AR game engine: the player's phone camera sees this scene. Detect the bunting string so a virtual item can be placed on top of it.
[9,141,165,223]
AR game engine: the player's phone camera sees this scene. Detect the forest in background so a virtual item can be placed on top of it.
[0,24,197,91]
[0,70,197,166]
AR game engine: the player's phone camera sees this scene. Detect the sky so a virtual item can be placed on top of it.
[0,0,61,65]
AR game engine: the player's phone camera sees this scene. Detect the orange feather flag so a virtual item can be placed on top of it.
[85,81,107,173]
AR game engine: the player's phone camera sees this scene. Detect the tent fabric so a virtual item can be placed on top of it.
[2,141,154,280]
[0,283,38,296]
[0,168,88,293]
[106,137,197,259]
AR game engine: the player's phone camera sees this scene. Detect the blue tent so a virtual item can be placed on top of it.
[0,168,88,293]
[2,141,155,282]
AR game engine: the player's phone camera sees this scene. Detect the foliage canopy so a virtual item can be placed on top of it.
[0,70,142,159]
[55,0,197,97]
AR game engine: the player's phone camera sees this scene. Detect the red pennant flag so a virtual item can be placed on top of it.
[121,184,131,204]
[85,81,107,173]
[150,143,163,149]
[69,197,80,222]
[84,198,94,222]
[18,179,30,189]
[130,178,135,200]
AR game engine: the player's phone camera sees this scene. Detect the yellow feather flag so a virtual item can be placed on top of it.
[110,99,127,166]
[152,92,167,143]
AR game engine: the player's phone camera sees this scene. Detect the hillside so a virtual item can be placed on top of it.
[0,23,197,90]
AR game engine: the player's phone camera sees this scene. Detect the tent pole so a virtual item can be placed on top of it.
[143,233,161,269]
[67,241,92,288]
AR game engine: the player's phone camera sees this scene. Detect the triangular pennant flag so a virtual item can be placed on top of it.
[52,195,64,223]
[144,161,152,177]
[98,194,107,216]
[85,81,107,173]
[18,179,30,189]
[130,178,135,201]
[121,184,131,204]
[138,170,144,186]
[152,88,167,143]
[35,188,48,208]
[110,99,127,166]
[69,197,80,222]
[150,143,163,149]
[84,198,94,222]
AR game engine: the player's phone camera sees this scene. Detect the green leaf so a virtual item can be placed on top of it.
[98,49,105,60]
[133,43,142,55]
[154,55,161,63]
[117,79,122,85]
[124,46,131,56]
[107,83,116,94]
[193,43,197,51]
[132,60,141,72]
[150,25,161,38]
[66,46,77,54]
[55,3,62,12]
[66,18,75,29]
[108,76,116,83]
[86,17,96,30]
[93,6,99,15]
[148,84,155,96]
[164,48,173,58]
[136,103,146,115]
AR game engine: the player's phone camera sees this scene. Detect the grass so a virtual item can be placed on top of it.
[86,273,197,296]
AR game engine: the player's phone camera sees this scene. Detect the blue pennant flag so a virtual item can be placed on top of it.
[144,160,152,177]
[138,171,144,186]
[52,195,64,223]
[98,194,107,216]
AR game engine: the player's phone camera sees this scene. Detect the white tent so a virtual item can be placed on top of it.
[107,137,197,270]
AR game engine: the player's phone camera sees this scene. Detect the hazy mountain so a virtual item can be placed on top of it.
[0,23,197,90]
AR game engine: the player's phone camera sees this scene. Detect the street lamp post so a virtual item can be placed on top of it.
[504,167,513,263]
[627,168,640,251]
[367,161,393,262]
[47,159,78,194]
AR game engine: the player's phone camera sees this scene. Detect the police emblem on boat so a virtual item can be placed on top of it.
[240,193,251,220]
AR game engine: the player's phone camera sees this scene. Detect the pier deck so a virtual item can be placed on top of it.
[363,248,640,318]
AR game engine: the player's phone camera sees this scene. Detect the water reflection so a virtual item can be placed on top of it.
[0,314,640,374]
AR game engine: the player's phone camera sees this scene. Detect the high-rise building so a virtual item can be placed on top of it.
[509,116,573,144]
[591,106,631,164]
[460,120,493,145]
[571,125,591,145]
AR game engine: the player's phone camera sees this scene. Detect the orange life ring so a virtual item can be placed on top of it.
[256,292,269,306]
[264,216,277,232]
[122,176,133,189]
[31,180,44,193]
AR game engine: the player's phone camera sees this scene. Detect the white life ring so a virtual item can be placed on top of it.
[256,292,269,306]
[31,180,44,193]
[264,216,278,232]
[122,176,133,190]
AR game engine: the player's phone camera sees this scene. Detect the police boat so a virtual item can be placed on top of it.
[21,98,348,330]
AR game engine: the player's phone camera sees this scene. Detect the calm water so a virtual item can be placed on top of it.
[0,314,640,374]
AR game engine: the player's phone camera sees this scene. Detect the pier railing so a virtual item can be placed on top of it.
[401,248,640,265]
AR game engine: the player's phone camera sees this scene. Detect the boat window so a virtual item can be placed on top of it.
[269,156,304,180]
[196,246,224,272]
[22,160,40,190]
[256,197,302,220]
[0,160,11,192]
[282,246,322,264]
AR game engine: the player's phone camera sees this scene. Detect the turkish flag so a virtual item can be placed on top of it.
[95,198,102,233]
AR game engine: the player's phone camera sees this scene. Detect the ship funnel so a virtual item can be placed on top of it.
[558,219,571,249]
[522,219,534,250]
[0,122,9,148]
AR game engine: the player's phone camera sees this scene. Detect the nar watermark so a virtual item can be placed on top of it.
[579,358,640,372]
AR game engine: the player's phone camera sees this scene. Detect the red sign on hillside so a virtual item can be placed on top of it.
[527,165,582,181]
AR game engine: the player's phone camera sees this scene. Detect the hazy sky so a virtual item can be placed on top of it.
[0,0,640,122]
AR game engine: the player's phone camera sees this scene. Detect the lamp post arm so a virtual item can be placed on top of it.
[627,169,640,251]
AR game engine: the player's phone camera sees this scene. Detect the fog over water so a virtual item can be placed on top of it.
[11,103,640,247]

* * * * * * *

_SHORT EXERCISE_
Copy all of the data exactly.

_TASK OUTPUT_
AR game engine: the player's phone camera sees this scene. Detect the bunting string so a virtual item can be placed on top of it.
[9,141,165,223]
AR game engine: the player's phone camera sees this scene. Detect the forest in background so a virtual item can be placed on top of it.
[0,24,197,91]
[0,70,197,166]
AR game engine: the player's phone camera sees this scene. Detect the sky so a virtual item can be placed on top of it.
[0,0,61,65]
AR game engine: the player's phone camera sees this scene. Detect the orange feather flag so a virtual item can be placed on top of it.
[85,81,107,173]
AR game engine: the player's phone camera sees this scene. Detect the tent fabric so a virtual item can be placed on top of it.
[2,141,154,280]
[0,283,38,296]
[0,168,88,293]
[106,137,197,259]
AR game engine: the player's phone camera sees this scene. Detect the blue tent so a virtual item can be placed on top of it.
[0,168,88,293]
[2,141,155,282]
AR game engine: the player's phone camera sees this scene. Detect the foliage canopy so a virtual item can be placed on top of it.
[0,70,142,159]
[55,0,197,97]
AR game engine: the player's phone camera sees this scene. Detect the red pennant flag so a virtual item can be placed on top of it.
[121,184,131,204]
[85,81,107,173]
[150,143,163,149]
[69,197,80,222]
[84,198,94,222]
[18,179,30,189]
[130,178,135,200]
AR game engine: the player's phone camera sees this scene. Detect the yellow feather flag so a virtual item can be placed on top of it.
[110,99,127,166]
[152,92,167,143]
AR game engine: the player's phone camera sees this scene. Detect the hillside so a virtual item can be placed on top of it.
[0,23,197,90]
AR game engine: the player's phone camera sees this scene. Detect the tent pole so a virtual item can be placed on top of it.
[143,233,161,269]
[67,241,92,288]
AR game engine: the player's phone camera sees this scene. Detect the triangular pennant flag so a virtual item can be placed on top of it.
[52,195,64,223]
[144,161,152,177]
[98,194,107,216]
[85,81,107,173]
[18,179,30,189]
[130,178,135,201]
[121,184,131,204]
[138,170,144,186]
[152,88,167,143]
[35,188,48,208]
[110,99,127,166]
[69,197,80,222]
[150,143,163,149]
[84,198,94,222]
AR game engine: the player's phone camera sees this scene. Detect the green leaf so a virtual item can be placed on top of it.
[98,49,105,60]
[133,43,142,55]
[154,55,161,63]
[117,79,122,85]
[124,46,131,56]
[107,83,116,94]
[193,43,197,51]
[132,60,141,72]
[150,25,161,38]
[66,46,77,54]
[55,3,62,12]
[66,18,75,29]
[108,76,116,83]
[86,17,96,30]
[93,6,99,15]
[148,84,155,96]
[164,48,173,58]
[136,103,146,115]
AR game engine: the player's phone camera sees this scene. Detect the grass so a virtual item can be placed on top of it.
[86,273,197,296]
AR game engine: the player's phone camera sees this scene. Detect the blue pennant flag so a virtual item can be placed on top of it.
[144,160,152,177]
[138,171,144,186]
[52,195,64,223]
[98,194,107,216]
AR game engine: the player's phone camera sees this scene. Detect the white tent so a virtual item can be placed on top of it.
[107,137,197,270]
AR game engine: the player's phone camera sees this scene. Detect the hazy mountain so a virtual item can be placed on top of it.
[0,23,197,90]
AR game engine: the player's phone camera sees this scene. Detect the street lamp post so a virtual item can be placed on top of it.
[504,167,513,263]
[627,168,640,251]
[367,161,393,262]
[47,159,78,194]
AR game engine: the player's phone camera sees this scene. Detect the police emblem on boat so a virtual item can be placed on top of it.
[240,193,251,220]
AR game engine: the player's phone camera sees this scene. Detect the pier deck so a virtual item can be placed on top of it.
[363,248,640,318]
AR game engine: the player's phone camera sees this scene. Detect the water reflection so a virtual item can be placed on top of it.
[0,314,640,374]
AR game engine: the player's phone camera sees this scene. Detect the high-rise building so a virtual item can be placed on top of it.
[509,116,573,144]
[591,106,631,164]
[460,120,493,145]
[571,125,591,145]
AR game engine: the player's phone camera sees this scene. Detect the orange life ring so a virtual item can be placed on top of it.
[256,292,269,306]
[264,216,277,232]
[122,176,133,189]
[31,180,44,193]
AR game engine: the player's phone camera sees this scene. Detect the white life ring so a virtual item can be placed on top of it.
[256,292,269,306]
[31,180,44,193]
[264,216,278,232]
[122,176,133,190]
AR game engine: the player's phone camera sees this scene. Detect the police boat so a virtual item can be placed on top of it.
[21,98,348,330]
AR game engine: the player's phone camera sees this scene. Detect the calm water so a virtual item can be placed on top of it.
[0,314,640,374]
AR game engine: the player's phone camera sees this scene. Detect the pier railing so a virtual item can be placed on top of it.
[401,248,640,265]
AR game engine: the player's phone camera sees this scene. Detect the boat window so a virtual item can be placed on top of it.
[269,156,304,180]
[196,246,224,272]
[22,160,40,190]
[256,197,302,220]
[0,160,11,192]
[282,246,322,264]
AR game engine: the player's phone camera sees this scene. Detect the turkish flag so a virtual item can be placed on top of it.
[95,198,102,233]
AR game engine: the player's phone camera sees this scene. Detect the ship funnel so a virtual item can be placed on top of it.
[558,219,571,249]
[522,219,534,250]
[0,122,9,148]
AR game engine: the player's phone camera sees this scene. Detect the nar watermark so a virtual item can be placed on top of it.
[579,358,640,372]
AR game engine: the player's phone camera sees this scene. Detect the red sign on hillside so a virtual item can be placed on top of it.
[527,165,582,181]
AR game engine: the player's phone camera sees this scene. Detect the hazy sky so a virtual item can be placed on top of it.
[0,0,640,122]
AR game engine: the player's phone camera sees this scene. Detect the lamp post arm so a virtual item can be placed on top of it.
[627,169,640,251]
AR game engine: the player's phone camera sees this scene. Detect the fog over water so a virtual item can be placed on top of it.
[11,103,640,247]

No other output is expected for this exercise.